> [Document excerpt]:
SA:V = 6/L, so it falls as the cell grows (6:1, 3:1, 1.5:1 for L = 1, 2, 4). Because the membrane is where exchange and the energy reactions happen, a large cell runs short of surface; folding the mitochondrial inner membrane into cristae packs more reaction surface into the same volume, maximising ATP output.
Glossary

Key terms

Prokaryote vs eukaryote
Prokaryotes have no nucleus or membrane-bound organelles and carry circular DNA in a nucleoid; eukaryotes wrap their (linear) DNA in a membrane-bound nucleus and carry membrane-bound organelles. Both share a genetic code, cytoplasm and a plasma membrane.
Organelle
A membrane-bound compartment specialised for one process. Compartmentation lets a eukaryote keep incompatible chemistry apart and concentrate reactants — division of labour inside a single cell.
Endomembrane system
One continuous, connected set of membranes — nuclear envelope, ER, Golgi, vesicles/lysosomes and plasma membrane — through which a protein moves enclosed, step by step, from gene to destination.
Chromatin
DNA wound around histone proteins into nucleosomes and coiled into chromosomes. This packs metres of DNA into a tiny nucleus and lets it be divided equally at mitosis.
Surface-area-to-volume ratio (SA:V)
Surface area divided by volume; for a cube it is 6/L. It shrinks as a cell grows, because volume rises faster than surface. Cells fight it by staying small and by folding membranes (cristae, thylakoids).
FAQ

Cell Structure FAQ

What is the single most important difference between prokaryotes and eukaryotes?

Compartmentation. Eukaryotes enclose their DNA in a membrane-bound nucleus and run processes in membrane-bound organelles; prokaryotes do not. The exam rewards stating why that matters, not just listing it: separating reactions into compartments lets a cell keep incompatible chemistry apart and concentrate reactants — like having a separate kitchen and bathroom — which made larger, more complex cells possible.

> [Exercises]:
**A.** Say whether each statement below agrees with the cell structure text, answering yes or no and quoting the words of the text that decide it. (i) Prokaryotes carry circular DNA in a nucleoid. (ii) A cell's surface-area-to-volume ratio rises as the cell grows. (iii) Chromatin is DNA wound around histone proteins.
**B.** Carry on the cell structure text from where it stops.

> [Data to examine]:

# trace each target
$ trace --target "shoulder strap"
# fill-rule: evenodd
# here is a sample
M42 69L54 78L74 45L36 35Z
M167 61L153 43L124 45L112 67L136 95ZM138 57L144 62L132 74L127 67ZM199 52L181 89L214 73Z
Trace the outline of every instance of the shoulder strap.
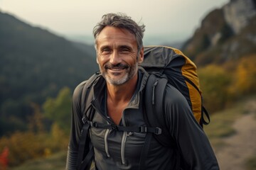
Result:
M170 141L172 141L166 124L163 106L167 81L165 78L157 78L150 74L145 89L144 104L145 120L149 126L161 128L161 134L154 136L164 147L170 147Z
M88 130L90 127L87 120L92 118L94 113L93 108L90 103L93 97L91 87L100 75L100 74L97 72L89 78L89 79L86 81L82 91L80 106L81 113L83 115L82 120L84 125L81 130L78 154L77 167L79 170L90 168L90 164L93 159L93 148L90 144L89 137L87 137L89 135ZM87 115L87 113L90 113L89 117Z

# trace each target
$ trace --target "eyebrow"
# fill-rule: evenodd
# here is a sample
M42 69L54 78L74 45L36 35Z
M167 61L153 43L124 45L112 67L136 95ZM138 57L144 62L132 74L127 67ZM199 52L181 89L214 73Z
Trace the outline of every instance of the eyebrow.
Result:
M111 47L110 47L110 45L103 45L103 46L100 47L100 50L102 50L102 49L105 49L105 48L111 48ZM119 49L119 48L127 48L127 49L129 49L130 50L132 50L132 48L130 46L126 45L118 45L117 49Z

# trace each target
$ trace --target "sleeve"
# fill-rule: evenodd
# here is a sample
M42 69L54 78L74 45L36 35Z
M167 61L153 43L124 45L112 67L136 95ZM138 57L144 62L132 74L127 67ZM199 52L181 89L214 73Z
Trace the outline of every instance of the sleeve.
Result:
M164 104L166 124L182 160L188 166L186 169L219 169L210 142L185 97L174 87L168 85Z
M76 170L79 141L83 123L81 113L81 95L85 81L75 89L72 101L70 138L68 148L66 170Z

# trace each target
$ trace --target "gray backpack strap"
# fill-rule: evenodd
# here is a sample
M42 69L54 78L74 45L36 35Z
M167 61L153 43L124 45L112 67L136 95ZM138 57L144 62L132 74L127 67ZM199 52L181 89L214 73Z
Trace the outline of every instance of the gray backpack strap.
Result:
M93 160L94 152L90 143L89 136L90 123L87 123L93 117L94 109L90 103L93 98L92 86L95 80L100 76L99 73L93 74L84 86L81 94L81 113L82 113L82 122L84 123L81 130L80 139L79 142L77 168L78 170L88 169Z
M172 137L165 121L164 97L167 79L150 74L145 89L145 120L151 127L157 127L161 135L154 135L157 141L164 147L170 147Z

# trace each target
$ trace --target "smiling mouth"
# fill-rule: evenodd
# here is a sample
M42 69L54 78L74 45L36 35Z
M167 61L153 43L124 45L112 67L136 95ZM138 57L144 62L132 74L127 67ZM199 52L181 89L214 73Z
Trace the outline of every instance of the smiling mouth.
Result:
M113 72L119 72L128 68L127 65L119 64L117 65L107 64L105 66L105 69L110 69Z

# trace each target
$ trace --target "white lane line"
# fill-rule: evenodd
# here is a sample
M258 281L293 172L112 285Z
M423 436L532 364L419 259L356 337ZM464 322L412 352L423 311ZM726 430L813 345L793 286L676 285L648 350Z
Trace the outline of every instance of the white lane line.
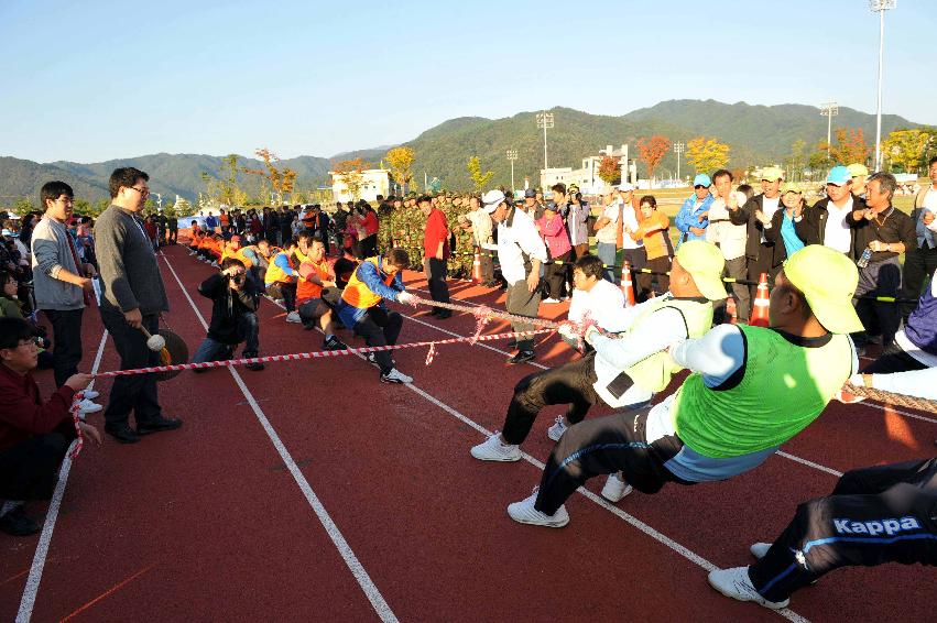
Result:
M266 298L268 300L270 300L273 305L275 305L275 306L280 307L281 309L285 309L285 307L284 307L282 304L277 303L277 302L276 302L276 300L274 300L273 298L271 298L271 297L269 297L269 296L265 296L265 298ZM426 325L426 326L428 326L428 327L433 327L433 328L435 328L435 329L438 329L439 331L443 331L444 334L448 334L448 335L450 335L450 336L455 336L455 337L464 337L464 336L459 336L458 334L454 334L454 332L451 332L451 331L448 331L448 330L446 330L446 329L440 329L439 327L436 327L435 325L431 325L431 324L428 324L428 323L424 323L424 321L420 320L418 318L413 318L413 317L411 317L411 316L407 316L407 318L410 318L410 319L412 319L412 320L415 320L415 321L417 321L417 323L420 323L420 324L422 324L422 325ZM317 329L317 330L319 330L319 328L318 328L318 327L316 327L316 329ZM479 343L478 346L486 346L486 345ZM498 352L502 352L502 351L500 351L500 350L498 350L498 349L495 349L495 348L491 348L491 349L489 349L489 350L494 350L494 351L498 351ZM362 356L361 353L357 353L357 352L356 352L355 354L356 354L359 359L364 359L364 356ZM506 354L506 353L505 353L505 354ZM535 364L535 365L538 365L540 368L544 368L544 369L545 369L545 367L543 367L543 365L540 365L540 364ZM230 370L232 370L232 369L230 369ZM439 407L440 409L445 411L446 413L448 413L449 415L451 415L453 417L455 417L456 419L458 419L458 420L459 420L459 422L461 422L462 424L467 424L468 426L471 426L472 428L475 428L476 430L478 430L479 433L481 433L481 434L482 434L482 435L484 435L486 437L490 437L490 436L492 435L492 431L491 431L491 430L488 430L484 426L482 426L482 425L478 424L478 423L477 423L477 422L475 422L473 419L471 419L471 418L469 418L468 416L466 416L466 415L461 414L460 412L458 412L458 411L457 411L457 409L455 409L454 407L451 407L451 406L447 405L446 403L444 403L443 401L440 401L440 400L439 400L439 398L437 398L436 396L434 396L434 395L429 394L429 393L428 393L428 392L426 392L425 390L422 390L422 389L417 387L417 386L416 386L416 385L414 385L413 383L406 383L406 384L405 384L405 386L406 386L408 390L411 390L412 392L415 392L417 395L420 395L420 396L421 396L421 397L423 397L424 400L426 400L426 401L428 401L428 402L433 403L434 405L436 405L436 406L437 406L437 407ZM525 461L527 461L529 463L531 463L532 466L534 466L535 468L537 468L537 469L540 469L540 470L543 470L543 469L546 467L546 466L544 466L544 463L543 463L542 461L540 461L538 459L534 458L533 456L529 455L527 452L525 452L525 451L523 451L523 450L521 450L521 456L523 457L523 459L524 459ZM820 467L820 466L818 466L818 467ZM830 470L830 471L832 471L832 470ZM841 474L840 474L840 476L841 476ZM624 522L629 523L630 525L632 525L633 527L638 528L638 529L639 529L639 531L641 531L642 533L646 534L646 535L647 535L647 536L650 536L651 538L653 538L653 539L657 540L658 543L661 543L661 544L665 545L666 547L668 547L668 548L673 549L674 551L676 551L677 554L679 554L680 556L683 556L683 557L684 557L684 558L686 558L687 560L691 561L693 564L695 564L695 565L697 565L697 566L699 566L699 567L702 567L706 571L712 571L713 569L718 569L718 567L717 567L716 565L713 565L712 562L710 562L709 560L707 560L707 559L706 559L706 558L704 558L702 556L699 556L698 554L696 554L696 553L695 553L695 551L693 551L691 549L689 549L689 548L687 548L687 547L685 547L685 546L680 545L679 543L677 543L676 540L672 539L671 537L668 537L667 535L663 534L662 532L658 532L658 531L654 529L653 527L651 527L650 525L645 524L644 522L642 522L641 520L639 520L639 518L638 518L638 517L635 517L634 515L630 515L630 514L625 513L624 511L622 511L621 509L619 509L618 506L612 505L612 504L611 504L611 503L609 503L607 500L604 500L604 499L600 498L599 495L596 495L595 493L592 493L592 492L591 492L591 491L589 491L588 489L585 489L585 488L580 487L580 488L579 488L579 489L577 489L576 491L577 491L577 493L579 493L579 494L584 495L587 500L590 500L590 501L591 501L591 502L593 502L595 504L598 504L599 506L601 506L601 507L603 507L604 510L609 511L609 512L610 512L610 513L612 513L613 515L615 515L615 516L618 516L619 518L623 520ZM795 623L809 623L809 620L808 620L808 619L806 619L806 617L804 617L804 616L802 616L802 615L797 614L797 613L796 613L796 612L794 612L793 610L789 610L789 609L786 609L786 608L785 608L785 609L782 609L782 610L777 610L777 611L775 611L775 612L777 612L778 614L781 614L782 616L784 616L784 617L785 617L785 619L787 619L788 621L793 621L793 622L795 622Z
M170 269L170 272L173 273L173 277L176 280L176 283L178 284L182 293L185 295L186 300L188 300L188 304L192 306L193 312L195 312L195 315L198 316L198 321L201 323L201 326L207 331L208 323L205 321L205 318L201 316L201 312L198 310L195 302L188 295L188 291L185 288L178 274L176 274L175 269L170 263L170 259L163 253L161 253L161 255L163 255L166 266ZM318 517L336 549L338 549L338 553L348 566L348 569L351 571L351 575L355 576L355 579L358 581L358 586L361 587L361 590L364 592L368 601L371 602L374 612L378 613L381 621L386 623L396 623L397 617L394 615L391 606L371 580L368 571L364 570L363 565L361 565L358 560L358 557L355 555L355 551L352 551L351 546L348 545L348 542L345 539L341 531L338 529L338 526L328 514L328 511L326 511L325 506L319 501L318 495L316 495L313 491L313 488L309 485L306 477L303 476L302 471L299 471L299 466L297 466L296 461L293 460L292 455L290 455L290 450L287 450L286 446L283 445L283 440L280 438L280 435L276 434L276 430L274 430L273 426L270 424L270 420L266 418L266 415L264 415L263 409L260 408L260 405L257 403L257 400L254 400L251 391L244 384L241 375L232 367L229 367L228 371L231 373L231 376L233 376L235 382L238 384L238 387L240 387L241 393L247 398L251 409L253 409L253 413L257 416L258 422L260 422L260 425L263 427L263 430L266 433L266 436L270 437L271 442L273 442L273 447L276 448L276 452L283 460L283 464L285 464L286 469L290 470L290 473L293 476L293 480L296 481L296 484L299 487L299 490L303 492L303 495L306 498L309 506L312 506L315 512L316 517Z
M97 373L101 365L101 357L105 353L105 343L107 343L108 332L101 334L101 342L98 345L98 352L95 356L95 363L91 365L91 374ZM94 379L88 383L88 389L95 386ZM73 441L75 445L77 442ZM68 448L68 452L72 448ZM58 482L55 483L55 490L52 492L52 501L48 503L48 511L45 514L45 522L42 525L42 534L39 537L35 554L33 555L33 564L30 567L30 576L26 578L26 586L23 588L23 597L20 599L20 610L17 612L17 623L26 623L33 615L35 608L36 595L39 594L39 586L42 582L42 572L45 569L45 559L48 556L48 546L52 543L52 533L55 531L55 522L58 520L58 510L62 507L62 499L65 496L65 485L68 483L68 473L72 471L72 459L68 458L68 452L62 460L62 467L58 470Z
M428 289L424 289L424 288L422 288L422 287L412 287L412 288L410 288L410 289L415 289L415 291L417 291L417 292L426 292L426 293L428 293L428 292L429 292ZM466 304L466 305L472 305L472 306L475 306L475 307L481 307L481 305L480 305L479 303L472 303L471 300L466 300L466 299L464 299L464 298L455 298L455 297L454 297L454 298L453 298L453 300L456 300L456 302L458 302L458 303L464 303L464 304ZM431 325L429 323L424 323L423 320L420 320L418 318L413 318L413 317L410 317L410 318L411 318L411 319L413 319L413 320L415 320L415 321L417 321L417 323L420 323L421 325L426 325L427 327L433 327L433 328L438 329L438 330L440 330L440 331L443 331L443 332L449 334L450 336L456 336L456 335L457 335L457 334L453 334L453 332L450 332L450 331L447 331L447 330L445 330L445 329L440 329L440 328L439 328L439 327L437 327L436 325ZM492 348L491 346L488 346L488 345L479 345L479 346L484 346L484 347L486 347L486 348L488 348L489 350L495 350L495 351L501 352L501 353L504 353L504 354L510 354L509 352L504 352L503 350L498 350L497 348ZM869 357L862 357L862 358L860 358L860 359L868 359L869 361L874 361L874 359L869 358ZM546 368L545 368L545 367L543 367L543 365L541 365L541 364L538 364L538 363L534 363L534 362L530 362L530 363L531 363L531 365L536 365L537 368L543 368L544 370L546 370ZM862 402L860 402L860 403L853 403L853 404L862 405L862 406L865 406L865 407L869 407L869 408L875 408L875 409L879 409L879 411L891 409L891 411L893 411L894 413L896 413L897 415L903 415L903 416L905 416L905 417L911 417L911 418L914 418L914 419L920 419L922 422L929 422L930 424L937 424L937 419L935 419L935 418L933 418L933 417L927 417L927 416L924 416L924 415L918 415L918 414L916 414L916 413L909 413L909 412L902 411L902 409L896 408L896 407L890 407L890 406L882 405L882 404L879 404L879 403L870 402L870 401L868 401L868 400L862 401Z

> [Answers for the exercise]:
**A.**
(i) Yes: "carry circular DNA in a nucleoid"
(ii) No: "It shrinks as a cell grows"
(iii) Yes: "DNA wound around histone proteins into nucleosomes"

**B.**
How does a protein move through the endomembrane system?

It is built and folded on the rough ER, packaged into a vesicle that fuses with the cis Golgi, modified further as it moves to the trans Golgi, then shipped in a vesicle (e.g. as a lysosome) to its target. Because the membranes are connected, the protein never crosses open cytoplasm exposed — it is modified at each station. A flagship integrative question asks you to trace one protein from gene to function: nuclear pore → rough ER → cis/trans Golgi → vesicle/lysosome.

Why can't cells just grow bigger instead of dividing?

Because surface-area-to-volume ratio falls as size increases. The membrane is where nutrients enter and wastes leave, but volume (the demand) grows as L³ while surface (the supply) grows only as L². Past a certain size the surface cannot keep up, so cells either stay small (a reason they divide) or fold their membranes to add surface.

Why do mitochondria and chloroplasts have folded inner membranes?

To maximise membrane area for their membrane-bound energy reactions. Folding the inner membrane into cristae (mitochondria) or stacked thylakoids (chloroplasts) packs far more surface into the same volume — like crumpling a sheet of paper to fit more surface in your fist — so each organelle can do more oxidative phosphorylation or photophosphorylation.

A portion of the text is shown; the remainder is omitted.